*Prompt*
Once the line with "of the tall" is found in the entries below, repeat it and each following line exactly, up to and including the line with "of the pedestrian". Add no other lines.

[[ Data for this exercise, beginning ]]

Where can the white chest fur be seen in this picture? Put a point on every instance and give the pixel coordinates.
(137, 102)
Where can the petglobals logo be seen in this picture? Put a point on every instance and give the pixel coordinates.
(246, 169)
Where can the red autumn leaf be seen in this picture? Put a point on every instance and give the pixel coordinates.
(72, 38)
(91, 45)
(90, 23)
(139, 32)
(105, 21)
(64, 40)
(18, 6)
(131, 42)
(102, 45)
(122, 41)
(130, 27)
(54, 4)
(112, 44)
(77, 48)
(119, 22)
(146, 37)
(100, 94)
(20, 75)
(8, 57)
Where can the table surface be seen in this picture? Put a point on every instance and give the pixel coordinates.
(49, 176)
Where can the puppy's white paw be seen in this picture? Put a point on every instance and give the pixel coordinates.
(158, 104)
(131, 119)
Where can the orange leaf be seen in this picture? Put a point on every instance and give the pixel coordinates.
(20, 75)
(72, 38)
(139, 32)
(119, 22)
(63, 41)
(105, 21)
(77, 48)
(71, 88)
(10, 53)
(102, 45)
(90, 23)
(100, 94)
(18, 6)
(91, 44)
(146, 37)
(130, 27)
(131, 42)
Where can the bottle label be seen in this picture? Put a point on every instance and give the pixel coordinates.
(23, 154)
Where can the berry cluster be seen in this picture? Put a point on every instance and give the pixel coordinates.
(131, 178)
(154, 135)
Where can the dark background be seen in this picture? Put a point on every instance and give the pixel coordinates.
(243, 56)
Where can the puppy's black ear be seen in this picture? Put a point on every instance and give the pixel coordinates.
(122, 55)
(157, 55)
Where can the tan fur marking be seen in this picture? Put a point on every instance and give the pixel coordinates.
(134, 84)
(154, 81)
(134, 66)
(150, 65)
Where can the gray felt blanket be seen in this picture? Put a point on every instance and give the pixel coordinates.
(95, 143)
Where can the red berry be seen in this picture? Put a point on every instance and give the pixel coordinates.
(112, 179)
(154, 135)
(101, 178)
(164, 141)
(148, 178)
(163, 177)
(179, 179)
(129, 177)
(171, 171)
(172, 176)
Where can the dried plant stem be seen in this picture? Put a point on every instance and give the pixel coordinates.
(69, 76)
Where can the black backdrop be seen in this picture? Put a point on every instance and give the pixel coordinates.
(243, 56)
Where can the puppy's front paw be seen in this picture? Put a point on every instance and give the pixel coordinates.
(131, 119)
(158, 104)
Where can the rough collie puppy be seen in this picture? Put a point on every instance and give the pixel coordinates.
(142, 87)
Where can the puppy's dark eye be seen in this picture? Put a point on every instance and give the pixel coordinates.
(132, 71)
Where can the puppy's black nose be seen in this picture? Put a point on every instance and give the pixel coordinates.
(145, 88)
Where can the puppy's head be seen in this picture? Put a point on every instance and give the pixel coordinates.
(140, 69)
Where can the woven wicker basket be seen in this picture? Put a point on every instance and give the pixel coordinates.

[[ Data for this exercise, end ]]
[[ Data for this exercise, beginning ]]

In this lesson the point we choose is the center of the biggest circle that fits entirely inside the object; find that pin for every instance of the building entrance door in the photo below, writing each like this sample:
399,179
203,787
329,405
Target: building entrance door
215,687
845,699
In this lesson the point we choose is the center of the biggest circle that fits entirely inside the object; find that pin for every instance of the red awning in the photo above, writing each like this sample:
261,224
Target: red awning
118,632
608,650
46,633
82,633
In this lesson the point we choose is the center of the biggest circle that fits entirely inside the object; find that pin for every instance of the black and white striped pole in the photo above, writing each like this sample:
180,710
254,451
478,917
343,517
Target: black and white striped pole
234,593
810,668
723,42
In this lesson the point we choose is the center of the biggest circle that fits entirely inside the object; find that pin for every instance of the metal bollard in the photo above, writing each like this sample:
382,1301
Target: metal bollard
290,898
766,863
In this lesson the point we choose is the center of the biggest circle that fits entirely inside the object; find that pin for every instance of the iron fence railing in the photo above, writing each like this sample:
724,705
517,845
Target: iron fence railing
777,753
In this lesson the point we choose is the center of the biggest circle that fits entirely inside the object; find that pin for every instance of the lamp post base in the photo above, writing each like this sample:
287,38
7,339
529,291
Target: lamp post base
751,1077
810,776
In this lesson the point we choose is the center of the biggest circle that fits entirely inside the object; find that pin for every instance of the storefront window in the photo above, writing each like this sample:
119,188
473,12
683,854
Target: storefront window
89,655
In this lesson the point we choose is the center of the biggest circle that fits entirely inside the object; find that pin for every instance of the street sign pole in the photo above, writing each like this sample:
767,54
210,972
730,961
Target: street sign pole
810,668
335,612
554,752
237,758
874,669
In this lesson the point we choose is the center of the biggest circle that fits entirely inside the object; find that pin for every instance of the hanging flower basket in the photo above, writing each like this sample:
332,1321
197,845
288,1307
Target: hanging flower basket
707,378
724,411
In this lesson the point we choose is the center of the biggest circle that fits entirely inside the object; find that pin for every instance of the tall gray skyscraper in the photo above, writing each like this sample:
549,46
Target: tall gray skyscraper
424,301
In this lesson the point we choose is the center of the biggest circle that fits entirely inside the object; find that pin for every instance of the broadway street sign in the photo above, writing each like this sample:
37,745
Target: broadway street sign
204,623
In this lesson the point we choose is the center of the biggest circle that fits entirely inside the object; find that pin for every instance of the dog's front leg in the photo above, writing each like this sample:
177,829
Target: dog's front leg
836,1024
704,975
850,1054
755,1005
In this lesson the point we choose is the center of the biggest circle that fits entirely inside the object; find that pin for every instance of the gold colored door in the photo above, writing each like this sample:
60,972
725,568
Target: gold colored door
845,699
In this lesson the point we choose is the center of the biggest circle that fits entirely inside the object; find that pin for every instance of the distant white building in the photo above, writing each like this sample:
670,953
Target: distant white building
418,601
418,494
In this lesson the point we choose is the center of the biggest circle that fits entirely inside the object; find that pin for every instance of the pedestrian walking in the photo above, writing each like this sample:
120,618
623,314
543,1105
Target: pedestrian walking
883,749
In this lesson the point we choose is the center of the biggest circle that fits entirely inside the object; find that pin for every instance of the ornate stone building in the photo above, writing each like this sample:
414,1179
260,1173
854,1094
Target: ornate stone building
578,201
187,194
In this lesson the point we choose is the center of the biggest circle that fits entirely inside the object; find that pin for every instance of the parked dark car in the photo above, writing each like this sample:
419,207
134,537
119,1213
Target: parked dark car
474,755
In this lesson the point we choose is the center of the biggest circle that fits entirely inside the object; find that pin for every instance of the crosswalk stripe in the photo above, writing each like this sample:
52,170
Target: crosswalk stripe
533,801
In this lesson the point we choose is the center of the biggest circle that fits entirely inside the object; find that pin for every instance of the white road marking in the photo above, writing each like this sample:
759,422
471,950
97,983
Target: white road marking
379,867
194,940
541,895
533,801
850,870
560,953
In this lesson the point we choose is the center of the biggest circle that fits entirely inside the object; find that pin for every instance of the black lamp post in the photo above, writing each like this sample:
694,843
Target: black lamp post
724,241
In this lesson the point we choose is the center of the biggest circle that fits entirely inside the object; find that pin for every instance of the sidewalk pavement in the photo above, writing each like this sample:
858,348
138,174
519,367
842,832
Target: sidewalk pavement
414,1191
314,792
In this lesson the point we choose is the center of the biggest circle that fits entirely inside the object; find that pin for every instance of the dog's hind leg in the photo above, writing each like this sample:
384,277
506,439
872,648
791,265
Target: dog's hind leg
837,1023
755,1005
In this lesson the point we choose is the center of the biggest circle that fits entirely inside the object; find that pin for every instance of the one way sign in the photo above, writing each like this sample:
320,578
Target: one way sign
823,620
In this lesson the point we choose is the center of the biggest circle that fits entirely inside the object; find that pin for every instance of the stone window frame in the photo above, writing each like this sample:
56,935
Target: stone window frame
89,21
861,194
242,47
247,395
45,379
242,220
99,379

[[ Data for this exercise, end ]]
[[ Data for this exercise, beginning ]]

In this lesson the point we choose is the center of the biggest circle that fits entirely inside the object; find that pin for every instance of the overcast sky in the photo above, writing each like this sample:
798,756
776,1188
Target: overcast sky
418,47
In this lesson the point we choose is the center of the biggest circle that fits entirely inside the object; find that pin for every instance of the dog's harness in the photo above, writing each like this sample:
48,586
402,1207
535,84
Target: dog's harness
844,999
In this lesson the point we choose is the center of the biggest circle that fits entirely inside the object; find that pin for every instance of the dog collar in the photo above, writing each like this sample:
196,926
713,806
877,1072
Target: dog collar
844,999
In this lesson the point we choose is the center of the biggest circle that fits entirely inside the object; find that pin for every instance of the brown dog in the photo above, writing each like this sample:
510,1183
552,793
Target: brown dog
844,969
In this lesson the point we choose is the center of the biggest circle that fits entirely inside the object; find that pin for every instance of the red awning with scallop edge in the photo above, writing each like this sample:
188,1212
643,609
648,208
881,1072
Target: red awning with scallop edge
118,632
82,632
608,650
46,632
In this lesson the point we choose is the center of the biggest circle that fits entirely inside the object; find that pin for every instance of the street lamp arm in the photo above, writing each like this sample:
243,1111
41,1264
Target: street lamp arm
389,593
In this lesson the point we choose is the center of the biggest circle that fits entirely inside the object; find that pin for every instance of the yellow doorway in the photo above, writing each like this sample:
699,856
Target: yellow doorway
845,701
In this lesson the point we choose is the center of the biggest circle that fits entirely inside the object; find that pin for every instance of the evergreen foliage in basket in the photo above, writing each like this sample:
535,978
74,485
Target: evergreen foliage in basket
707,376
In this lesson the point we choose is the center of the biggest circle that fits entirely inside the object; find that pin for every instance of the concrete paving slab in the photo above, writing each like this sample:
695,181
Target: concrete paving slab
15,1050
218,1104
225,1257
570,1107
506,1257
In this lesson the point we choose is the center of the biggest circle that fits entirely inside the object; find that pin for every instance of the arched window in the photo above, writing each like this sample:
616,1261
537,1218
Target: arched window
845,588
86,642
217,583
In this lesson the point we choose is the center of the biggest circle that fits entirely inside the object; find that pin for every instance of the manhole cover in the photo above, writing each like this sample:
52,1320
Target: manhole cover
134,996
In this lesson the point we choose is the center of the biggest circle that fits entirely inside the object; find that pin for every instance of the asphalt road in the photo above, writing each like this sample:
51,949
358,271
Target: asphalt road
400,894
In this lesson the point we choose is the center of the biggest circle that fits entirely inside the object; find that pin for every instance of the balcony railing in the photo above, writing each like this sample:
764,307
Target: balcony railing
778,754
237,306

[[ Data for this exercise, end ]]

*Output below*
In this lesson the point we choose is the center of the biggest circle that fits entirely inside the object; find that pin for every instance of the tall gray skyscraper in the photo above, writing each like this sample:
549,46
Target: tall gray skyscraper
424,301
In this lesson the point we choose is the center of the biggest circle that fits entirely inside the object; find that pin for every instance of the broadway street sign in the photo above, writing each like this sample:
37,745
Target: broadway street sign
204,623
In this lesson the point we choose is the center of the biggest circle that fits entirely inside the object; find that pin for every instance of the dog's front leg in the photo above, writing each like this sample:
177,829
Target: dog's front leg
836,1024
704,975
850,1054
755,1005
In this lesson the point we choose is the center of the biggest circle that fits entirely inside the object; find that pin for every instance of the gold colored door in the photo above, writing each like this sample:
60,972
725,568
Target: gold colored door
845,699
In this lesson the point we choose is the center of the biggest circle that fits entirely inside the object; find that pin for every instance of the distant white building in the photo above, writing each like this sample:
670,953
Target: distant white building
418,601
418,494
In this lesson the point we choose is the center of the biggest circle that fits entirely inside the object; find that pin for every instance of the pedestrian walking in the photo above, writing each like this sample:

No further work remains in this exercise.